Provided records:

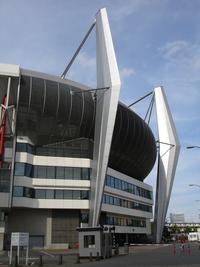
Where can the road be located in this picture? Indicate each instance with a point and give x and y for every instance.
(139, 256)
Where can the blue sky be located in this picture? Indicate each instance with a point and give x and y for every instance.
(157, 42)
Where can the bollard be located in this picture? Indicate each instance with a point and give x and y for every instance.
(16, 261)
(97, 258)
(189, 250)
(90, 256)
(126, 248)
(60, 261)
(40, 260)
(174, 249)
(117, 250)
(78, 258)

Work item: Print the listing again exactly as it appears, except for the pictures, which stay out.

Result of the task:
Where can the road be located in this picture? Indicate each instance with a point and give x and y for every instance.
(139, 256)
Where can the blue sky be located in this picture? Indicate each instance with a point and give x and y for every instance.
(157, 42)
Where can the bollard be located in this picture? Indicate each instance with a point and give x and y for every instance.
(16, 261)
(97, 258)
(189, 250)
(90, 256)
(126, 248)
(60, 261)
(40, 260)
(174, 249)
(117, 250)
(78, 258)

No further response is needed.